## ESERCIZIO A
Stampa senza alcuna modifica le righe di dati che vanno dalla riga contenente "42L73 51H80V59H67L70 69L83" fino alla fine delle righe, entrambi gli estremi inclusi.

## BRANO DA LEGGERE
________

Nel 190° Presidio per la Pace, la città ha dato voce ai 12.227 piccoli uccisi tra Gaza e Israele. Una maratona civile, senza slogan né bandiere, per restituire dignità e memoria attraverso la forza silenziosa dei nomi

Alle 20 di sera, in piazza Ottinetti, è calato il silenzio. L’ultima voce ha pronunciato l’ultimo nome. Dopo dieci ore di lettura ininterrotta si è conclusa “Ti chiamo per nome”, la maratona civile organizzata dal Presidio per la Pace di Ivrea per ricordare, uno per uno, i 12.227 bambini e bambine uccisi tra Gaza e Israele dal 7 ottobre 2023 al 15 luglio 2025.

Durante la giornata si sono alternati studenti, insegnanti, volontari, cittadini comuni e delegati arrivati anche dall’Alto Canavese. Hanno letto con voce ferma o tremante, con accenti diversi, a volte con fatica, altre con naturalezza. Nessuno slogan, nessuna bandiera, nessun applauso: solo i nomi, pronunciati lentamente, come un atto di presenza, come un modo per dire che qualcuno li ricorda ancora.

Le voci si sono susseguite una dopo l’altra, tra pause, silenzi, piccoli momenti di commozione. Ogni nome ha riempito la piazza, creando una sorta di respiro collettivo. Attorno, il pubblico ha ascoltato in silenzio. Ivrea ha scelto di ascoltare, e in quell’ascolto si è riconosciuta la parte migliore di una comunità che da anni non rinuncia a dire la propria parola di pace.

________

## ESERCIZIO B
Riscrivi il tratto del brano da leggere che va da "Alle 20 di sera, in" fino a "li ricorda ancora.", rinominando "Presidio per la Pace" in "Comitato per la Pace".

________

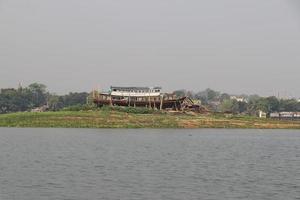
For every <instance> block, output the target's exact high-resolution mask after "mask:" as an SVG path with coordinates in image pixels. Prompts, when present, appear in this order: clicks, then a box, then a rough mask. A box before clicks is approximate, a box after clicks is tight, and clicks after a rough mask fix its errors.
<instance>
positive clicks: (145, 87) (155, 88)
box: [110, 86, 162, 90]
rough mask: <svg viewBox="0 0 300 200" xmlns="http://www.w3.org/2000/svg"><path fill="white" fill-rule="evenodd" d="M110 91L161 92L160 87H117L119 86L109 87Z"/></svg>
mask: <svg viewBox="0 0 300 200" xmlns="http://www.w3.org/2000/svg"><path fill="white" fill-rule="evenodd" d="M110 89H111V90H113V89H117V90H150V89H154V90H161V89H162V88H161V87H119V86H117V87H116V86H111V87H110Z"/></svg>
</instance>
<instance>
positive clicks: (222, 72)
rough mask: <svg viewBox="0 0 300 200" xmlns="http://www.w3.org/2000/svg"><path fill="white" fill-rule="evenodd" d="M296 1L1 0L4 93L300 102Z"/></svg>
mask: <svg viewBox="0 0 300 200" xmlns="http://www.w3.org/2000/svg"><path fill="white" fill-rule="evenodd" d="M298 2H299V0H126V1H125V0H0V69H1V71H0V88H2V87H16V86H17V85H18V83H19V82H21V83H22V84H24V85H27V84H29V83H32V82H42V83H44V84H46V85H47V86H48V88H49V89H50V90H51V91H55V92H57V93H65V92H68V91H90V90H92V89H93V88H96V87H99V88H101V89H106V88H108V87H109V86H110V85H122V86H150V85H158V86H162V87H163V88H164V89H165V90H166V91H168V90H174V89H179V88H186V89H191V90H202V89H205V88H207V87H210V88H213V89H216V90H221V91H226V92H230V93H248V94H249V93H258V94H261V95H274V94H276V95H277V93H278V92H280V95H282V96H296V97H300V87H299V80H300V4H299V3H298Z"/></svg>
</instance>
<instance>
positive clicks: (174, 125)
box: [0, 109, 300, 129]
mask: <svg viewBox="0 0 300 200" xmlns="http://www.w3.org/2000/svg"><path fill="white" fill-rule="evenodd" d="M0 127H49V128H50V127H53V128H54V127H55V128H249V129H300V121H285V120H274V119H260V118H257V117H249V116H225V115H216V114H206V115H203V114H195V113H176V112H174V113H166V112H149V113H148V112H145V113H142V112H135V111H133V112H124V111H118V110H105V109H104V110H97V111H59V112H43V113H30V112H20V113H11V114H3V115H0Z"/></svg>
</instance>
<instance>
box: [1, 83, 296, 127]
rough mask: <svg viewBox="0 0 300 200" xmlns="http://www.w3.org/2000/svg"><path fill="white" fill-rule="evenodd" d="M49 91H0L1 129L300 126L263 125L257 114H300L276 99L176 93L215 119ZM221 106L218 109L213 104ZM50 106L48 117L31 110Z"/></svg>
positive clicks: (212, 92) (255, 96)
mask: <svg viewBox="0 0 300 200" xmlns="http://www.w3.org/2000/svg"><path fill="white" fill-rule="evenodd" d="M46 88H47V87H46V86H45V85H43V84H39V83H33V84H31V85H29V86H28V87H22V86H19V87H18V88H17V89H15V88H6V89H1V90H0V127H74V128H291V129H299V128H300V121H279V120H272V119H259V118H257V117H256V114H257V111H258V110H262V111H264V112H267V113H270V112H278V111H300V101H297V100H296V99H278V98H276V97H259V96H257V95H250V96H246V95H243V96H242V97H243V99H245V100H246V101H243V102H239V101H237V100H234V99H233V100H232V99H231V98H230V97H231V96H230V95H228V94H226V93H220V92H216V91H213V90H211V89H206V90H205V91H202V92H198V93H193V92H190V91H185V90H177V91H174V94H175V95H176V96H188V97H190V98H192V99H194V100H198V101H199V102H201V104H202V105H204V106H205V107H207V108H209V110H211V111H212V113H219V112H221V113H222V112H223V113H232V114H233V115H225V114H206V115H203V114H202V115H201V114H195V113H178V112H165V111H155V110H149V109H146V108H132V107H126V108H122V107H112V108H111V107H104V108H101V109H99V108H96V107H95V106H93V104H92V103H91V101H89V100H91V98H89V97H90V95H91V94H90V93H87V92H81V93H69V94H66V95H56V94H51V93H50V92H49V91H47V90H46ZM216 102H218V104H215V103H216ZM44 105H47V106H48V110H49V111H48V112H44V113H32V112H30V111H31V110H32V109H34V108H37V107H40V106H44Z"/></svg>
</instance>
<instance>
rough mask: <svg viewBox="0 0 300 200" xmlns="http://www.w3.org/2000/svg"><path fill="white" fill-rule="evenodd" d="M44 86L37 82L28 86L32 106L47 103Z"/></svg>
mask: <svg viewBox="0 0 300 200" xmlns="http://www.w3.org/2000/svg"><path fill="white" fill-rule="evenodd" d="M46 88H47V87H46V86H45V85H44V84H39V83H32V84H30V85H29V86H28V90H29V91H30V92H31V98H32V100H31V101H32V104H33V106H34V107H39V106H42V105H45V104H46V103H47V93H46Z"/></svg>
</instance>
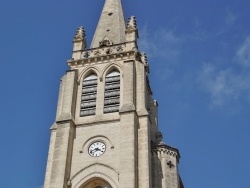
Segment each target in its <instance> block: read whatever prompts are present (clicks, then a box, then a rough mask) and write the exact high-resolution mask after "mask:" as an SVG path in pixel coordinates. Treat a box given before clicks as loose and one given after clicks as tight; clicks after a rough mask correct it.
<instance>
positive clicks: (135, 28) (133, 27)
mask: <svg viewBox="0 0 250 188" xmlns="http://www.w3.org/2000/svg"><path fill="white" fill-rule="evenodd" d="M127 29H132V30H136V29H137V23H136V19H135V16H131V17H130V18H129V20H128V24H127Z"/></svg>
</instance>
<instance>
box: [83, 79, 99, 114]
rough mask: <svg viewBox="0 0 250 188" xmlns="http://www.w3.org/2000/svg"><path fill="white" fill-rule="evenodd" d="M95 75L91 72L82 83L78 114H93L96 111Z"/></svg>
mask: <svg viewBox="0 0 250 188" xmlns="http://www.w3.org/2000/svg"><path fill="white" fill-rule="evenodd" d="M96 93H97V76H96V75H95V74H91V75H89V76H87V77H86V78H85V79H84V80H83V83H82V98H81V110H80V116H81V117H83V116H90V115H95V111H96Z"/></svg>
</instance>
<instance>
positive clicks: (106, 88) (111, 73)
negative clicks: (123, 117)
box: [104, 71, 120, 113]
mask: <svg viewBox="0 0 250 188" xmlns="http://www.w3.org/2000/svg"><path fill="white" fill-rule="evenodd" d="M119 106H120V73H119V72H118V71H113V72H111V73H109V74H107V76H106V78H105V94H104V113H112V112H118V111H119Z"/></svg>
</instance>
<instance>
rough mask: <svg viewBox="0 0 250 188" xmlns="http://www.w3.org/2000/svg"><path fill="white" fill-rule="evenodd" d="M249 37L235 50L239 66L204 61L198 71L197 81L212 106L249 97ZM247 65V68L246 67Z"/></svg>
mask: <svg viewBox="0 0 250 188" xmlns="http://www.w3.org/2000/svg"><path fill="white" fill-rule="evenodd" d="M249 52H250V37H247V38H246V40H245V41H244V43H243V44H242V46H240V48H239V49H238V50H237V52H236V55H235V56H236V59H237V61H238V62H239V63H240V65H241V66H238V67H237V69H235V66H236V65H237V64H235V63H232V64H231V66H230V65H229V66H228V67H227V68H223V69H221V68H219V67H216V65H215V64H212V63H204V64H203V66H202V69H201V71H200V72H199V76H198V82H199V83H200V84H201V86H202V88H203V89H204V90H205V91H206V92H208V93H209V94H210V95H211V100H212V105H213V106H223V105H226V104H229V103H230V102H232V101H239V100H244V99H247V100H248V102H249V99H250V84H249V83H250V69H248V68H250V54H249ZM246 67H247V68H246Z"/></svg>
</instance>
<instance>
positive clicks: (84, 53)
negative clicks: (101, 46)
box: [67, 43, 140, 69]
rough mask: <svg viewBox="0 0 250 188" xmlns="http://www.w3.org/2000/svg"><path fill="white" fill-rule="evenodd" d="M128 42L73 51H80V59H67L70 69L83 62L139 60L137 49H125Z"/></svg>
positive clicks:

________

## RISPOSTA FINALE A
rough mask: <svg viewBox="0 0 250 188" xmlns="http://www.w3.org/2000/svg"><path fill="white" fill-rule="evenodd" d="M128 42L73 51H80V59H67L70 69L83 62L139 60L137 49H125Z"/></svg>
positive clicks:

## RISPOSTA FINALE B
Alle 20 di sera, in piazza Ottinetti, è calato il silenzio. L’ultima voce ha pronunciato l’ultimo nome. Dopo dieci ore di lettura ininterrotta si è conclusa “Ti chiamo per nome”, la maratona civile organizzata dal Comitato per la Pace di Ivrea per ricordare, uno per uno, i 12.227 bambini e bambine uccisi tra Gaza e Israele dal 7 ottobre 2023 al 15 luglio 2025.

Durante la giornata si sono alternati studenti, insegnanti, volontari, cittadini comuni e delegati arrivati anche dall’Alto Canavese. Hanno letto con voce ferma o tremante, con accenti diversi, a volte con fatica, altre con naturalezza. Nessuno slogan, nessuna bandiera, nessun applauso: solo i nomi, pronunciati lentamente, come un atto di presenza, come un modo per dire che qualcuno li ricorda ancora.